SELECTED TEXT:
[Start of Attachment]

Oakland High School Shooting
December 6, 2021
Gun violence is normalized in today’s American Society. It shouldn’t be. When the first school shooting took place at Columbine High School in April of 1999, the nation knew the names of both perpetrators, Eric Harris and Dylan Klebold, all 12 students, and one teacher murdered in the massacre clearly. Today, just over 20 years later, many stand ignorant to what happened on November 30, 2021 in Oxford, Michigan.
Early Tuesday afternoon, a 15-year-old Oxford High School sophomore, Ethan Crumbley, murdered three students and injured seven other students and a teacher with a semi-automatic handgun. It was later Wednesday that another victim, Justin Shilling, just 17 years old, passed away in McLauren Oakland Hospital due to the severity of his injuries from the incident.
Those murdered during the incident include Madisyn Baldwin, 17 years old; Hana St. Juliana, 14 years old; and Tate Myre, 16 years old. Tate Myre, the junior football player at Oxford High School, died heroically as he was shot while attempting to disarm the active shooter.
According to the Oakland County Police Department, they were unaware of any potential threats of the incident; however, multiple parents and students reported that they had heard rumors about the likelihood of a bad event occurring at school.
In early November, the Oxford School District decided to send out an email to parents and families discussing these said rumors that they had heard in the building that would be followed by school reviewing. Some parents, even before the shooting occurred, stated that their children did not feel comfortable attending school and instead opted to stay home.
Robin Redding, a parent of a senior at Oxford High School, even stated that, “(Her son) was not in school today. He just said that ‘Ma I don’t feel comfortable. None of the kids that we go to school with are going today.’”
Another parent, Jody Job, told the Detroit Free Press that her son missed school on Tuesday because “he felt like something was going to go down.” She also said, “I think there was just a level of discomfort with some of the students. I don’t know what they’re communicating to each other. That’s a whole other world I’m not a part of.”
Oxford High School is a public school located in Oakland County with about 1,800 students, roughly 45 minutes from Downtown Detroit, but remains a relatively safe area.
Now why is a student at the University of Minnesota writing about something that happened nearly 10 hours away from campus? Although I am indeed a student at the University of Minnesota, I grew up in Michigan before moving to Minneapolis. I lived next to two girls who attend and graduated from Oxford High School. I went to cross country camps with students who ran at Oxford High School. It could have been anyone of them shot in the massacre. After all, many of them were right in the rooms that the active shooter tried to access.

[End of Attachment]

PROMPT A:
Answer these from the school shooting article:
(i) About how many students attend Oxford High School?
(ii) What kind of gun did the shooter use?
(iii) In which hospital did Justin Shilling die?
PROMPT B: In one to three sentences, explain why the writer of the school shooting article, a University of Minnesota student, writes about an event nearly 10 hours from campus.
PROMPT C: Copy word for word everything in the school shooting article from "In early November, the" down to "to stay home.".
You won't need the rows to do any of this.

RECORDS:
[Start of Attachment]

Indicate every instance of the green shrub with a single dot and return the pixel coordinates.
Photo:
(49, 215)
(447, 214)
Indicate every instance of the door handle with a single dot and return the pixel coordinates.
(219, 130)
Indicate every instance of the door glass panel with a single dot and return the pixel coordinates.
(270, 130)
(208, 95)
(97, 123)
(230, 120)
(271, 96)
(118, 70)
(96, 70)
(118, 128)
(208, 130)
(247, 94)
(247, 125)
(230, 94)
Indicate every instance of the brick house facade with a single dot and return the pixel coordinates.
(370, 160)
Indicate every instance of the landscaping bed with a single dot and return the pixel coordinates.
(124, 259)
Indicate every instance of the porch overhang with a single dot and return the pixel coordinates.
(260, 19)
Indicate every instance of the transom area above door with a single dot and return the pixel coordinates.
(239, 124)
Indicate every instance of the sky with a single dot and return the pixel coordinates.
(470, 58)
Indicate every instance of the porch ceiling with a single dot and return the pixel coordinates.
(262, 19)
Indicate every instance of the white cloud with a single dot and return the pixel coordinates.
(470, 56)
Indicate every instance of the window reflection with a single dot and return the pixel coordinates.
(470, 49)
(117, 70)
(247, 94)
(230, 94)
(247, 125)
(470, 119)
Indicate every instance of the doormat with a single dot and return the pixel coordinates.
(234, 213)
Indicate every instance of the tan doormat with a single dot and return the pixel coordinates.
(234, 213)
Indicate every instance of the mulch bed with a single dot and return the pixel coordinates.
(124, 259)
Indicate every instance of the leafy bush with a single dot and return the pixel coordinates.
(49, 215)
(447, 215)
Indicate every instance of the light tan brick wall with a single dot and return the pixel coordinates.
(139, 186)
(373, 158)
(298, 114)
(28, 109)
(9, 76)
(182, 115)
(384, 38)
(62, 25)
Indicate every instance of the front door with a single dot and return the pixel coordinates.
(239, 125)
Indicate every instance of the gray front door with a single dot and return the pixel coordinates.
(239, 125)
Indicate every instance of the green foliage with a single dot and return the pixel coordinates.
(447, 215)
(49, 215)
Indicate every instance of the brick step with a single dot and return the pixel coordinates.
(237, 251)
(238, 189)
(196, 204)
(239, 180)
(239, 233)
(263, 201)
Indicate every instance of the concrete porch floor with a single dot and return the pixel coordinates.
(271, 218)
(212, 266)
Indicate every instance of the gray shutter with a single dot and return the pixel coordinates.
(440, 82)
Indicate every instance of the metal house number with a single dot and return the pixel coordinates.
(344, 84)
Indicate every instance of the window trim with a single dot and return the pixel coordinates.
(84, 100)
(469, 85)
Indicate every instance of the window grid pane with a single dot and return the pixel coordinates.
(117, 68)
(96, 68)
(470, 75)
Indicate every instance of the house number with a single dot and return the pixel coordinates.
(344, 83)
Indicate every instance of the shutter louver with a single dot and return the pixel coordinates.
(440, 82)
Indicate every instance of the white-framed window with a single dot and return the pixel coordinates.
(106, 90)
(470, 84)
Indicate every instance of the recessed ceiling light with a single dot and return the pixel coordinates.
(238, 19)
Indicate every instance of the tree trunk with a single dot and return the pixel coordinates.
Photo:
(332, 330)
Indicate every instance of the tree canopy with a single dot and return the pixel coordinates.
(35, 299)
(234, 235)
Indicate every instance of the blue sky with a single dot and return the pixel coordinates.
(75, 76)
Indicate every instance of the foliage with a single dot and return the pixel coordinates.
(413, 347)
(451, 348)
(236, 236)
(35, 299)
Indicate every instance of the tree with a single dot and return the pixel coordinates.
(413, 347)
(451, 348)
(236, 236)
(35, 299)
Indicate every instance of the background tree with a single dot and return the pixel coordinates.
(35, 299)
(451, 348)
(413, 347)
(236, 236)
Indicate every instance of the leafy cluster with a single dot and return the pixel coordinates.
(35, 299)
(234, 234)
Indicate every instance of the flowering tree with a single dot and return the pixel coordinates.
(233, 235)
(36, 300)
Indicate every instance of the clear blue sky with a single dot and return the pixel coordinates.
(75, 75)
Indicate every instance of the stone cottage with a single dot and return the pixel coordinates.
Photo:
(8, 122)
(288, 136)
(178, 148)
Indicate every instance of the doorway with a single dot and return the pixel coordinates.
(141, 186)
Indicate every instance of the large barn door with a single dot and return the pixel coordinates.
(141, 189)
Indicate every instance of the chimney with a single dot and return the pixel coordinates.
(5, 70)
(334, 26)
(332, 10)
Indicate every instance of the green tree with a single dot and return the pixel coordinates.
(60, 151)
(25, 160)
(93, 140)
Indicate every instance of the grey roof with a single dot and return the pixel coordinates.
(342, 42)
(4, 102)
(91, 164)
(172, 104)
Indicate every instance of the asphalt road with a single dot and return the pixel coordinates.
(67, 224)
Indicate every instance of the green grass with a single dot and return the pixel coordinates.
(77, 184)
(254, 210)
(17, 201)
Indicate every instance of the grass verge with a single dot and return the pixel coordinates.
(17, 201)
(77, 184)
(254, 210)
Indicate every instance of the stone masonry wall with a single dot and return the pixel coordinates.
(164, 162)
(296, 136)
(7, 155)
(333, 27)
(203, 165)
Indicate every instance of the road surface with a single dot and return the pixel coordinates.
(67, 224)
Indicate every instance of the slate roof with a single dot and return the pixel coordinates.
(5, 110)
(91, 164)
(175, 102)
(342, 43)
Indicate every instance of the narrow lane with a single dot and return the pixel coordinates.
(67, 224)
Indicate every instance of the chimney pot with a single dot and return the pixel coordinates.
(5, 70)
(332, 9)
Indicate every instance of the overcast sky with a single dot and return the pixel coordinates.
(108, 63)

[End of Attachment]

EXPECTED ANSWER A:
(i) About 1,800 students.
(ii) A semi-automatic handgun.
(iii) McLauren Oakland Hospital.

EXPECTED ANSWER B: The writer grew up in Michigan before moving to Minneapolis. The writer lived next to two girls who attend and graduated from Oxford High School and went to cross country camps with Oxford runners. Any one of them could have been shot, since many were right in the rooms the shooter tried to get into.

EXPECTED ANSWER C:
In early November, the Oxford School District decided to send out an email to parents and families discussing these said rumors that they had heard in the building that would be followed by school reviewing. Some parents, even before the shooting occurred, stated that their children did not feel comfortable attending school and instead opted to stay home.